* _DIRECTIVE_
Your task is to transcribe the entries below exactly, beginning with the line containing "For every instance of the hill, the" and ending with the final line, and to add nothing else.

* _SUPPLIED DATA_
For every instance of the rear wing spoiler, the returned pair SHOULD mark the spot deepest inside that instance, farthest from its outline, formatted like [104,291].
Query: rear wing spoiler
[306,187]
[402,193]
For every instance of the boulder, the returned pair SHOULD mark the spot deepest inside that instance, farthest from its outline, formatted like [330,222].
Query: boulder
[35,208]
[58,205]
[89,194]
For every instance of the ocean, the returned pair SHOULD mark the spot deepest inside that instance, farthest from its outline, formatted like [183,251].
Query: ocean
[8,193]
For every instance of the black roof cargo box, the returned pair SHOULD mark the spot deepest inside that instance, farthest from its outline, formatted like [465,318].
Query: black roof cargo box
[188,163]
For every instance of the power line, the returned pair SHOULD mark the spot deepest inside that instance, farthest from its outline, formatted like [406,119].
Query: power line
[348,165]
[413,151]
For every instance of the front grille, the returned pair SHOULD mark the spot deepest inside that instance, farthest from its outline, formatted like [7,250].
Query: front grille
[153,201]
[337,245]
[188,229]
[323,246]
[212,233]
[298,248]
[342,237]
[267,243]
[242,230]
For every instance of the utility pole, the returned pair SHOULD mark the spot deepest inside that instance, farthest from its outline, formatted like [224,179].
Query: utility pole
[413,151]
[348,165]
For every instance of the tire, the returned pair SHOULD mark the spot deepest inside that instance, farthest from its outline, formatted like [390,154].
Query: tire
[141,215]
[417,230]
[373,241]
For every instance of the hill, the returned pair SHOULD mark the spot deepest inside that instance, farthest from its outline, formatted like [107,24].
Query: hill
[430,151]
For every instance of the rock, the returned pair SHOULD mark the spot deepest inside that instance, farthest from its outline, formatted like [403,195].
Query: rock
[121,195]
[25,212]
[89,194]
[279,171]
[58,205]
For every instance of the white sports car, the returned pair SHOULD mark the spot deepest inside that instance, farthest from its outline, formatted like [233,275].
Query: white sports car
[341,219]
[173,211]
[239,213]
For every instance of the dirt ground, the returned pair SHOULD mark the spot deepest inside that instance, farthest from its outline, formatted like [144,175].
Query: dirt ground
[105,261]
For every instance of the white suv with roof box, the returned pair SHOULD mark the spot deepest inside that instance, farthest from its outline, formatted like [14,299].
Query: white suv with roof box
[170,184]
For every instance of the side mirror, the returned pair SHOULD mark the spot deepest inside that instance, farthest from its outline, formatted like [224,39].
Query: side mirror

* _FULL ANSWER_
For every instance of the hill, the returned pair SHOULD mark the spot deepest inside that instance, farthest from its outline, formatted like [107,24].
Query: hill
[430,151]
For every instance of the rock, the returned pair SHOULD mark the spot deepest inside that instance, farthest from its outline, formatted like [403,195].
Query: rock
[121,195]
[25,212]
[89,194]
[279,171]
[58,205]
For every instance of the white sports car, the returned pair SHOULD mark the spot deepest inside that instance, farthest from its outline, formatted like [233,275].
Query: white sports car
[341,219]
[173,211]
[239,213]
For every instance of the dirt ground, the returned pair SHOULD mark the spot deepest inside that instance, farthest from its outline, formatted like [144,175].
Query: dirt ground
[105,261]
For every instance of the white suv with roof box, the returned pair SHOULD mark the spot deepest inside that instance, farthest from its outline, formatted like [14,299].
Query: white suv with roof box
[170,184]
For every instance of the side mirror, the returned pair SHOULD mark the spot deepest inside that instance, farthest from its outline, formatted like [224,39].
Query: side mirror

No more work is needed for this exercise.